» Do this:
Set down, without alteration, the lines from the one that contains "# point at: red model" through the final line of the material below.

# # #

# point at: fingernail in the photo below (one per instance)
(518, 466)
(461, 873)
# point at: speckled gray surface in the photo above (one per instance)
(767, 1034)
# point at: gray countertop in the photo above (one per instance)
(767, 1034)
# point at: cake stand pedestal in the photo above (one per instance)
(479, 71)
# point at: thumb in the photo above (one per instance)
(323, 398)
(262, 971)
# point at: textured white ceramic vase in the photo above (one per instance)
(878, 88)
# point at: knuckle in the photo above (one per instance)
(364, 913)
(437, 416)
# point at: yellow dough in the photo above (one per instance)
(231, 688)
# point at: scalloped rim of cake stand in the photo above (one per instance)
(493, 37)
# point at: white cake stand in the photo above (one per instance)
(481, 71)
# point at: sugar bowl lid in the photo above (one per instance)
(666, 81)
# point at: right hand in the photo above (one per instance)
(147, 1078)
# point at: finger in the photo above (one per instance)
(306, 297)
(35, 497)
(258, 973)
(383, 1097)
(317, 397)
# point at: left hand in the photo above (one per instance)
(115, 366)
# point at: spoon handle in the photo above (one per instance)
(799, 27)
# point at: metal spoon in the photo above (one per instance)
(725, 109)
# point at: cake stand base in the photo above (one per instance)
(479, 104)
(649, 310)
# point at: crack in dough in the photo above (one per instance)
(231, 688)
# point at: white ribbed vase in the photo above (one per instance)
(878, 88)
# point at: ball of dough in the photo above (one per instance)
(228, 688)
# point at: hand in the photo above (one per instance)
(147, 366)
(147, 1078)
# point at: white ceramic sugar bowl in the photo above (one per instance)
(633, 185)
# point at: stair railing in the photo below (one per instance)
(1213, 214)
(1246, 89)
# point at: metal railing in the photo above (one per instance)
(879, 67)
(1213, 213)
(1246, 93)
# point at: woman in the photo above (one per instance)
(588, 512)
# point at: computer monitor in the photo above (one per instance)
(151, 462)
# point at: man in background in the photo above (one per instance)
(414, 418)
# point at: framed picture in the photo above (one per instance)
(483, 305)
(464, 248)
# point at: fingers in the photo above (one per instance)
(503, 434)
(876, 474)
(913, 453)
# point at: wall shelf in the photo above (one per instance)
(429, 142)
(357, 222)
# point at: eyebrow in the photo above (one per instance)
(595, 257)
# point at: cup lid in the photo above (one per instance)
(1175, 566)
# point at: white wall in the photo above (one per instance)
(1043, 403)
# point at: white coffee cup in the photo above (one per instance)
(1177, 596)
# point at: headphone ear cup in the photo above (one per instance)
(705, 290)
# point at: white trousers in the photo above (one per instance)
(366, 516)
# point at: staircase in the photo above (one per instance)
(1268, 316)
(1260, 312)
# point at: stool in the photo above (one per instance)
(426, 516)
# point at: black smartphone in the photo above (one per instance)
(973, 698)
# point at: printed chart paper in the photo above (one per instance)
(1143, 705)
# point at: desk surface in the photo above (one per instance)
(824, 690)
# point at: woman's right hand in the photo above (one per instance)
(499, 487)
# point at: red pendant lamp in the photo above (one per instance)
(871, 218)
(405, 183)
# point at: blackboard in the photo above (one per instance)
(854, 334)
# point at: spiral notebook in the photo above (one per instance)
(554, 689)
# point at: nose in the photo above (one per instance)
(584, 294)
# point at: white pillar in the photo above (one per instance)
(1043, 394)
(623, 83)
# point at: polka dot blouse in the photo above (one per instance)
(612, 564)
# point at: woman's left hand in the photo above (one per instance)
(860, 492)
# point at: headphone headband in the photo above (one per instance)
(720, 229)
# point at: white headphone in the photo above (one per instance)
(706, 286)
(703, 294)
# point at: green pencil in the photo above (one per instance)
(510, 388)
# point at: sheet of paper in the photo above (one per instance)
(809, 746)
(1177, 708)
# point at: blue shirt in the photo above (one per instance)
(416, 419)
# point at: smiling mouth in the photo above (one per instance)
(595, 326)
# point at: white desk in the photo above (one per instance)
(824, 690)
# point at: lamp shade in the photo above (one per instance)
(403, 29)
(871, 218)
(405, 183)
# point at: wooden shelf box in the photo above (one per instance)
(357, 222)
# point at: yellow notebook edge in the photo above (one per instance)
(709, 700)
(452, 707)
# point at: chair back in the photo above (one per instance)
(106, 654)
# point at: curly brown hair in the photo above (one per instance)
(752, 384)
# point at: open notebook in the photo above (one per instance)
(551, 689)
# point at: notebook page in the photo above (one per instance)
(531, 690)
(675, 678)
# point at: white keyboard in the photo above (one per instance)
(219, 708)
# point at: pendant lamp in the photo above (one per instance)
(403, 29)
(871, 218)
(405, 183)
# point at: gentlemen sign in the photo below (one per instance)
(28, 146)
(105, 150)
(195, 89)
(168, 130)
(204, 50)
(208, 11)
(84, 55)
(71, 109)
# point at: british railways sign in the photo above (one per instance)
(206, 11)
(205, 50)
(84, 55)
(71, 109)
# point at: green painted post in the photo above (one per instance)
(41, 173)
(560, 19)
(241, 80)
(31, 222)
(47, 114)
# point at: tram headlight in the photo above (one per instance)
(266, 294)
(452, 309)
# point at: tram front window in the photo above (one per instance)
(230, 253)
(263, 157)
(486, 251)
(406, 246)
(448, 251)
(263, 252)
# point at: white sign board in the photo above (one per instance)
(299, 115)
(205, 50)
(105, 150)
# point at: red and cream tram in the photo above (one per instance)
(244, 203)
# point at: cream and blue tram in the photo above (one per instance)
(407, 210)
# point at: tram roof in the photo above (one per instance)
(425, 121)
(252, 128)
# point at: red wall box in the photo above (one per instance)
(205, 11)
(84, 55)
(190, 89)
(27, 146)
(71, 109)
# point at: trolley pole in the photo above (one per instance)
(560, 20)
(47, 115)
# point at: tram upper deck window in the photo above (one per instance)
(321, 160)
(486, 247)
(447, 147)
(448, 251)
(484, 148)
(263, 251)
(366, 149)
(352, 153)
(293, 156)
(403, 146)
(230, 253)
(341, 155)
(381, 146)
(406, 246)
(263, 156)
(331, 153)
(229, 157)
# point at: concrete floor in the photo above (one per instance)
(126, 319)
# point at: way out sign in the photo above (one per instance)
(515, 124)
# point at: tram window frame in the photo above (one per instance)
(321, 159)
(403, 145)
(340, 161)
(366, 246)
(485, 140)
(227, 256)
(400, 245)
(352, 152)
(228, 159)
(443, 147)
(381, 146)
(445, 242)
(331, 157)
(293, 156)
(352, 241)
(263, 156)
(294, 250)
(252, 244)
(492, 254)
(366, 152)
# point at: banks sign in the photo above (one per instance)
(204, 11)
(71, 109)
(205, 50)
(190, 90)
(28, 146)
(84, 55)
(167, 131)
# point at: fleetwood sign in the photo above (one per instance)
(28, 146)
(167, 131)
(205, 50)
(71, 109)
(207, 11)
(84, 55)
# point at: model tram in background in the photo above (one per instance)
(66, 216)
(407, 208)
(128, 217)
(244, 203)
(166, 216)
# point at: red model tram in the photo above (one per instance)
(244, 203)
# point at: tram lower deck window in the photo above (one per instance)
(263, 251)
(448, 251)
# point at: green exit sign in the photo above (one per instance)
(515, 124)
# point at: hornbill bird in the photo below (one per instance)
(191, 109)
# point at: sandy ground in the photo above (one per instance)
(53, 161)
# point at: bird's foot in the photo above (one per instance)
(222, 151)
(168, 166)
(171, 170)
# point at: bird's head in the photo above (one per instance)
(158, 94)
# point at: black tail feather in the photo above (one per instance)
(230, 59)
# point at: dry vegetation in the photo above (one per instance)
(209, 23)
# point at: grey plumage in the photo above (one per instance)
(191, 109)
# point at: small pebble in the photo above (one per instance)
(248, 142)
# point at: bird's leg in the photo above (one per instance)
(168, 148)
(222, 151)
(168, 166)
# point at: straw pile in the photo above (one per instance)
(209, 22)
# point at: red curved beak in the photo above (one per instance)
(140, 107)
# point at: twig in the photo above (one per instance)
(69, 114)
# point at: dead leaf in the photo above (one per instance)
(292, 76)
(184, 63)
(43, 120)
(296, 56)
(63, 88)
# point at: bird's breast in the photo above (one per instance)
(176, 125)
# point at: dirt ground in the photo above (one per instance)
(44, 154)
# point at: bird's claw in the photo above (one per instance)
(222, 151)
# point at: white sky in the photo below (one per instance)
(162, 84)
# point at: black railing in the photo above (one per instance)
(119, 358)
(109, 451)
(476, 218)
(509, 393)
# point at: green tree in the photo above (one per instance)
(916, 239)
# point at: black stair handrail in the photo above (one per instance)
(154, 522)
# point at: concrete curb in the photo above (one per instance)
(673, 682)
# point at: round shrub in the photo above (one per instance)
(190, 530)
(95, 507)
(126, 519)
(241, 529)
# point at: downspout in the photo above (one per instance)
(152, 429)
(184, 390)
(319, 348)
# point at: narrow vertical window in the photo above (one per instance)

# # #

» Final result:
# point at: red model tram in the photo above (one per instance)
(244, 203)
# point at: tram lower deck window in the photo above (one per instance)
(263, 251)
(448, 251)
# point at: green exit sign in the photo above (one per instance)
(515, 124)
# point at: hornbill bird in the photo below (one per instance)
(191, 109)
# point at: sandy ground in the photo above (one per instance)
(53, 161)
# point at: bird's foot in the photo above (one per instance)
(222, 151)
(168, 166)
(171, 170)
# point at: bird's head in the photo above (one per instance)
(158, 94)
# point at: black tail feather in the photo above (one per instance)
(230, 59)
# point at: dry vegetation in the photo above (one per instance)
(209, 23)
# point at: grey plumage in the photo above (one per instance)
(191, 109)
# point at: small pebble in the photo above (one per instance)
(248, 142)
# point at: bird's leg in the photo above (one per instance)
(168, 148)
(222, 151)
(168, 166)
# point at: straw pile in the photo above (one per instance)
(209, 22)
# point at: red curved beak in the photo above (one per instance)
(140, 107)
# point at: twig in the photo above (one per instance)
(69, 114)
# point at: dead leaf in the photo above (one per instance)
(292, 76)
(184, 63)
(43, 120)
(296, 56)
(63, 88)
# point at: bird's breast in the photo above (one per instance)
(176, 125)
# point at: dirt ground in the photo above (one per instance)
(44, 154)
# point at: bird's claw in the photo above (one per instance)
(222, 151)
# point at: white sky in the photo below (one per instance)
(162, 84)
# point at: black railing in the photo above (one per instance)
(119, 358)
(109, 451)
(476, 218)
(509, 393)
# point at: green tree in the photo above (one per instance)
(916, 239)
# point at: black stair handrail in the photo above (one per instance)
(154, 522)
# point at: concrete curb in the photo above (one per instance)
(673, 682)
# point at: round shrub in the photo above (one per instance)
(190, 530)
(95, 507)
(126, 519)
(241, 529)
# point at: downspout in the photo above (one per instance)
(152, 429)
(184, 390)
(319, 348)
# point at: narrow vertical window in the photo above (one per instance)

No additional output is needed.